PASSAGE -
========================================================================

As will be described in more detail below, system 100 may account for the angles (e.g., azimuth angle 406 and elevation angle 410) identified within orientation 400 by selecting a head-related impulse response corresponding to the angles. Distance 412 may also be accounted for in preparing and presenting spatialized audio for presentation to a user. For instance, in some implementations, distance 412 may be accounted for by encoding distance 412 together with angles 406 and 410 in the different head-related impulse responses in the library of head-related impulse responses. In this way, a selection and application of a particular head-related impulse response may account for the angles and the distance defining the spatial relationship between the virtual avatar and the virtual sound source.

In other implementations, rather than encoding distance 412 together with angles 406 and 410, each head-related impulse response in the library may only account for angles 406 and 410, while distance 412 may be modeled in other ways. For example, distance 412 may be modeled using effects such as modifying amplitude levels for the sound, adding different reverberation effects to the sound, and so forth. Such effects may be applied to the sound separately from the head-related impulse responses that encode orientation 400 with respect to angles 406 and 410. Specifically, for example, system 100 may determine an attenuation parameter representative of an amplitude level fall-off of the sound propagating over distance 412 from virtual avatar 302 to the virtual avatar 304. Thereafter, system 100 may generate the left-side and right-side versions of the sound by applying, along with the left-side and right-side components of the selected head-related impulse response, the attenuation parameter representative of the amplitude level fall-off of the sound.

Once system 100 has identified orientation 400 (e.g., including angles 406 and 410) and distance 412 between virtual avatar 302 and the virtual sound source (i.e., virtual avatar 304 in this example), system 100 may select a head-related impulse response from a library of head-related impulse responses. For example, a particular head-related impulse response corresponding precisely to orientation 400 may be selected if available, or a head-related impulse response that corresponds most nearly to orientation 400 may be selected.

A “head-related impulse response” may refer to data representative of how sound generated at one point in space (e.g., a point at which the sound originates) propagates through a particular medium (e.g., air, water, space, etc., as may be appropriate for a particular virtual reality world) to be received at one or more other points in space (e.g., such as at the ears of user 408). For example, a head-related impulse response may have a left-side component representative of how sound generated at a virtual sound source may propagate and be received at a left ear of a virtual avatar, as well as a right-side component representative of how sound generated at the virtual sound source may propagate and be received at a right ear of the virtual avatar.

========================================================================

CHALLENGE A - Quote the listing below line for line, leaving nothing out.
The passage on head-related impulse responses and the listing are unrelated material.

========================================================================

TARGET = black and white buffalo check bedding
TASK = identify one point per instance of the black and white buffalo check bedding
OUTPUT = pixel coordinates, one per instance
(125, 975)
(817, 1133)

========================================================================

CHALLENGE B - Extend the passage on head-related impulse responses, starting after its final sentence.

RESPONSE A -
TARGET = black and white buffalo check bedding
TASK = identify one point per instance of the black and white buffalo check bedding
OUTPUT = pixel coordinates, one per instance
(125, 975)
(817, 1133)

RESPONSE B -
Head-related impulse responses for different orientations of the virtual sound source and the virtual avatar at which the sound is received may be determined, derived, generated, etc., in any suitable way. For example, a left-side component of a particular head-related impulse response may be recorded at a left ear of a user model in response to impulse stimulation generated at a spatial location corresponding to a particular orientation of the virtual avatar with respect to the virtual sound source. Similarly, a right-side component of the particular head-related impulse response may be recorded at a right ear of the user model in response to the impulse stimulation generated at the spatial location corresponding to the particular orientation. Once recorded, these left-side and right-side components of the head-related impulse response may be collectively configured to model how sounds originating at the spatial location corresponding to the particular orientation are received by the user with respect to various biometric characteristics.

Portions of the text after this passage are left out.